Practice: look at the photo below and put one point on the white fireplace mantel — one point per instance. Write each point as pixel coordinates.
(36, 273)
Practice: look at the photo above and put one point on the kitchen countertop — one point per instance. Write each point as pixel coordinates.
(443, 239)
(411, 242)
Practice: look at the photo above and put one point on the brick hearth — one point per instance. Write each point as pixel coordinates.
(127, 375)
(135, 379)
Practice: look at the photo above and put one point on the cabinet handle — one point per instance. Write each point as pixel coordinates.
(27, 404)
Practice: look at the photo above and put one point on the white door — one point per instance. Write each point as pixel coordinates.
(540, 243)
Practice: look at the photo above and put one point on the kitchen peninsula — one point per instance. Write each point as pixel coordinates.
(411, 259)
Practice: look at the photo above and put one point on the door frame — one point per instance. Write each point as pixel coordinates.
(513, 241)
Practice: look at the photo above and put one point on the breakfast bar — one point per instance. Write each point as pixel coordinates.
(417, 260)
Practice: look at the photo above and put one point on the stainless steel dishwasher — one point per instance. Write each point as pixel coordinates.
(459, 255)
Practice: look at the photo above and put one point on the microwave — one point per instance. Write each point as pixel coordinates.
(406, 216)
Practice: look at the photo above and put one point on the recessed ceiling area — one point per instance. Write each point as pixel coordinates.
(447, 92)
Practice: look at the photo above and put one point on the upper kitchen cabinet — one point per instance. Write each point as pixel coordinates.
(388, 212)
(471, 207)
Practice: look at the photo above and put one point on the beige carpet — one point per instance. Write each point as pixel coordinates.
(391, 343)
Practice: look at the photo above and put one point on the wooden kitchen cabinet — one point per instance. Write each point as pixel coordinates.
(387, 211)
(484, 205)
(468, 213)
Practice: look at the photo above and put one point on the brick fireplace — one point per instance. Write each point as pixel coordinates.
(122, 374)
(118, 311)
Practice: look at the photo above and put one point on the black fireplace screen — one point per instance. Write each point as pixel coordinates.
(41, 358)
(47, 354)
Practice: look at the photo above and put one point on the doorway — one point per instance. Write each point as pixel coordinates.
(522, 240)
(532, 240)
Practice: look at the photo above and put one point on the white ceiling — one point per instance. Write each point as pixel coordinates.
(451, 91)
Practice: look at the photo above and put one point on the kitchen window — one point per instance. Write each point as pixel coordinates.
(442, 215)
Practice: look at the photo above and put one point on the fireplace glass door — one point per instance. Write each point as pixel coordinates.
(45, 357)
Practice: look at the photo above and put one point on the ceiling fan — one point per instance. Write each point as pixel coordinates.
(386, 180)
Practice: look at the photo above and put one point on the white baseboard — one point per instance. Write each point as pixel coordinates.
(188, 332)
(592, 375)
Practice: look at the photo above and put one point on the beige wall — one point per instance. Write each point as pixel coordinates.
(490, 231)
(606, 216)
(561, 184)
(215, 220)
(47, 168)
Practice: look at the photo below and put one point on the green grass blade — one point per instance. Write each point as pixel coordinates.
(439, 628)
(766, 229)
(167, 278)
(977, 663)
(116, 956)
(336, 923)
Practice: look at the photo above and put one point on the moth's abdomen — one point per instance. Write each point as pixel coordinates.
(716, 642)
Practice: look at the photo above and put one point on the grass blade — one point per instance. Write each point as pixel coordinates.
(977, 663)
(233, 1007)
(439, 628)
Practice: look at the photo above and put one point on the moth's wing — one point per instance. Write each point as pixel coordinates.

- - -

■ Directions ■
Repeat the whole listing, keeping every word exactly as it is.

■ Your solution ■
Practice: look at the photo below and put one point on the white fireplace mantel — one point per instance. Write each point as pixel coordinates.
(36, 273)
Practice: look at the photo above and put one point on the kitchen countertop — one point per instance. Write each point as pixel coordinates.
(443, 239)
(411, 242)
Practice: look at the photo above and put one point on the brick hearth — one point per instance. Write each point as pixel coordinates.
(127, 375)
(135, 379)
Practice: look at the photo above and put one point on the cabinet handle — one point per instance. Write each point as pixel coordinates.
(27, 404)
Practice: look at the photo above and put one point on the white door — one point per instance. Write each point as pixel coordinates.
(540, 243)
Practice: look at the photo above and put one point on the kitchen peninsula — one point per instance. Write each point as pixel coordinates.
(411, 259)
Practice: look at the photo above and put one point on the door frame — one point per instance. Write each point as pixel coordinates.
(513, 241)
Practice: look at the photo above and put one point on the breakfast bar — one point per instance. Write each point as pixel coordinates.
(417, 260)
Practice: look at the photo above and put one point on the stainless steel dishwasher — one point per instance. Write each point as pixel coordinates.
(459, 255)
Practice: look at the photo above and put one point on the microwave — one point per instance. Write each point as pixel coordinates.
(406, 216)
Practice: look at the photo above and put one point on the recessed ceiling area — one point per instance. Write each point as pixel coordinates.
(447, 92)
Practice: look at the photo above and put one point on the upper kitchen cabinet — one point per instance. Write each point as pixel coordinates.
(388, 212)
(471, 207)
Practice: look at the photo above and put one point on the beige carpet — one point per instance. Write each point as pixel coordinates.
(391, 343)
Practice: look at the photo above and put one point on the wooden kitchen cabinet — one point per instance. Write each point as pixel coordinates.
(387, 211)
(484, 205)
(468, 213)
Practice: look at the photo above and put one point on the brick fireplace — one point per instance. Write each point as pixel coordinates.
(122, 374)
(118, 311)
Practice: look at the photo above and put one point on the black fireplace screen — one point per instance. Write each point as pixel coordinates.
(41, 358)
(47, 354)
Practice: look at the photo above and put one point on the doorway — one point per instance. Write each point as pixel coordinates.
(522, 240)
(532, 240)
Practice: look at the photo above and put one point on the white ceiling — one point per instance. Write each point as pixel coordinates.
(451, 91)
Practice: look at the photo above and put one point on the kitchen window — one point per instance. Write each point as pixel coordinates.
(442, 215)
Practice: look at the photo above and put one point on the fireplace glass door — one point per instance. Write each point as pixel coordinates.
(45, 357)
Practice: look at the photo above and put one point on the ceiling fan — one point per instance. Write each point as pixel coordinates.
(386, 180)
Practice: look at the photo above and put one point on the white baseboard — one point per instance. Write each point as pixel coordinates.
(188, 332)
(592, 375)
Practice: look at the photo above and put one point on the beige wall — one point per instance. Write each point as pixel coordinates.
(490, 231)
(606, 216)
(561, 184)
(215, 220)
(47, 168)
Practice: look at the photo below and put one point on the green grass blade — one point per instance. Write each point as pixel coordinates.
(439, 628)
(766, 229)
(167, 278)
(977, 663)
(116, 956)
(336, 923)
Practice: look at the photo above and put one point on the moth's abdomen — one point per instance. Write each point as pixel coordinates.
(716, 642)
Practice: look at the photo above and put one point on the grass blade — one point per instance. Write each point as pixel coordinates.
(977, 663)
(233, 1007)
(439, 628)
Practice: look at the photo above and put one point on the moth's wing — one point per instance. Write each point as pixel coordinates.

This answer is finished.